▸ **Your objective**
Pick out every line in the entries below that contains the word "letter", and copy each one in full.

▸ **Record list**
★ ★ ★

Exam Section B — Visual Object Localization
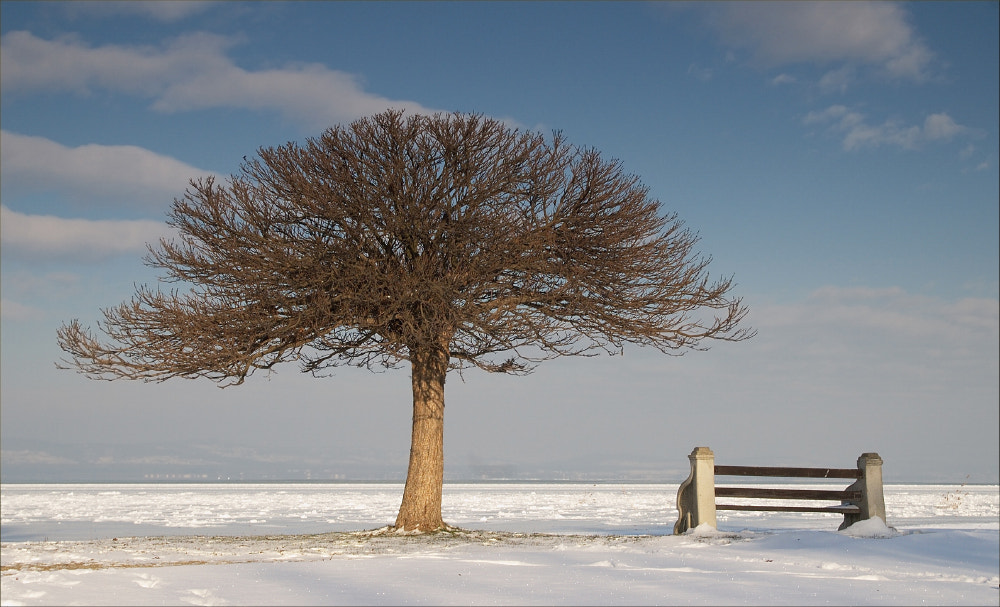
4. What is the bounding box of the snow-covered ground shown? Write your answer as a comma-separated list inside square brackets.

★ ★ ★

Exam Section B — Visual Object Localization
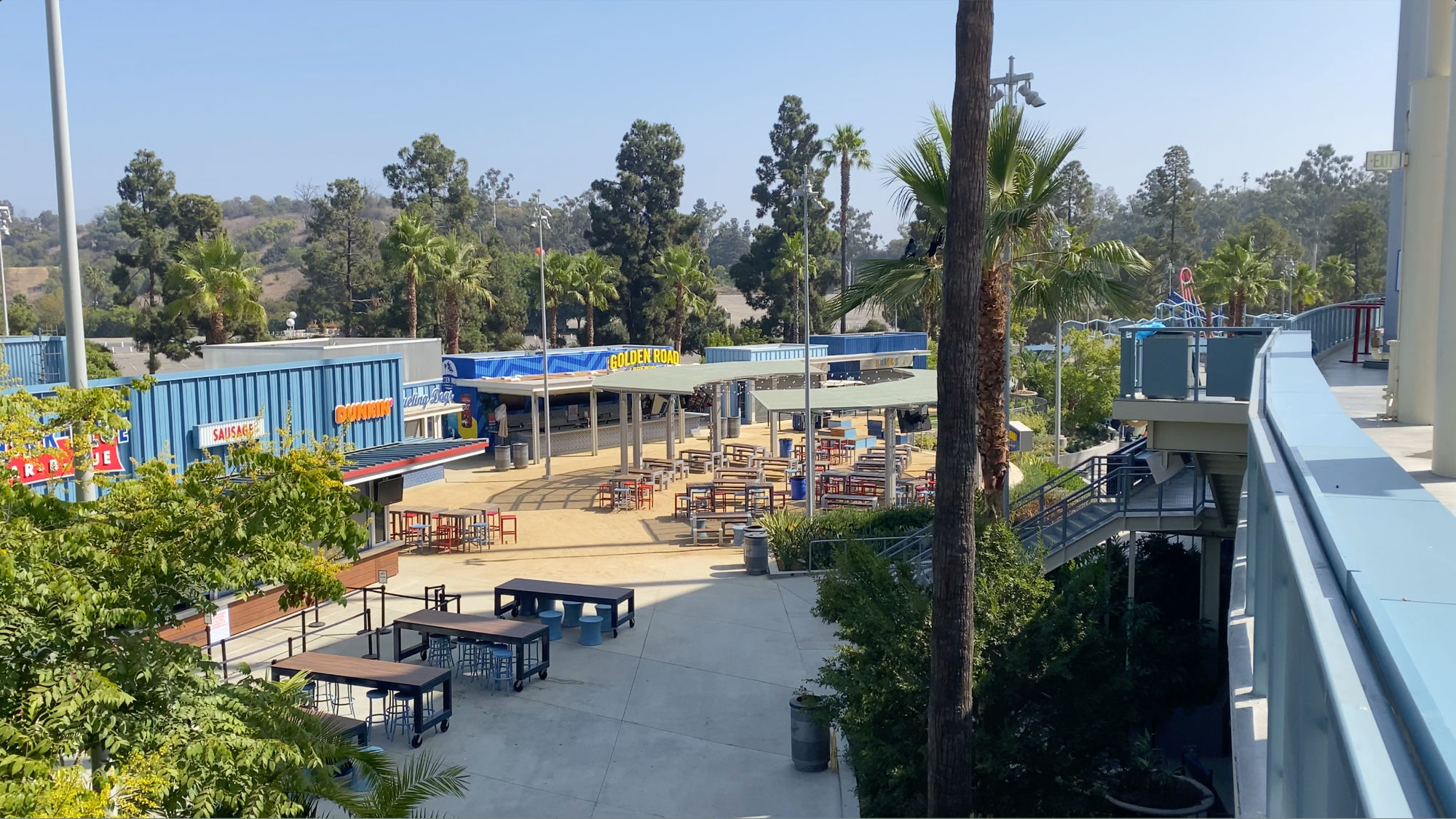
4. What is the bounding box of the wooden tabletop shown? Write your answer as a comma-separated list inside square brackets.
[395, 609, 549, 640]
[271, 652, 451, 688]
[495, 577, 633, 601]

★ ★ ★

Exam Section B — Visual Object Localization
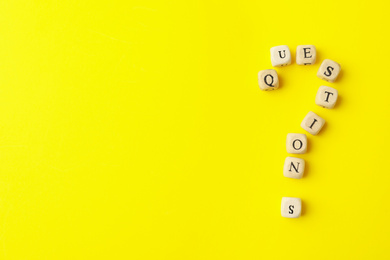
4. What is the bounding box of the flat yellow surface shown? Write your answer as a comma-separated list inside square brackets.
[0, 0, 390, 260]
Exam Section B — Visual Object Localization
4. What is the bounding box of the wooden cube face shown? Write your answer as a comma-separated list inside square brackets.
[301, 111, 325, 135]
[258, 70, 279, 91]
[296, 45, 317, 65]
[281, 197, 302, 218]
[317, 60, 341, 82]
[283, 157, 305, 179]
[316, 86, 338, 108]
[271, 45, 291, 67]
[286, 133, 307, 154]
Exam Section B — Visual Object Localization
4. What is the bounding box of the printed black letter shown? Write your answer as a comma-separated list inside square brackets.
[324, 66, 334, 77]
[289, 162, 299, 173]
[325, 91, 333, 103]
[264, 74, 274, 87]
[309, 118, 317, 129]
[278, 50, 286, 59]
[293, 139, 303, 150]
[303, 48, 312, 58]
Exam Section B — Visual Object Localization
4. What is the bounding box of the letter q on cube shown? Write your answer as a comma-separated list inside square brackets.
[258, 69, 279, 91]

★ ★ ★

▸ **Response to the exercise**
4. What is the bounding box of the printed black letter shown? Write your answer as a comma-separated list inside square brackets.
4. What is the bounding box of the letter q on cube shown? Write your answer as a comma-separated list inside square brackets.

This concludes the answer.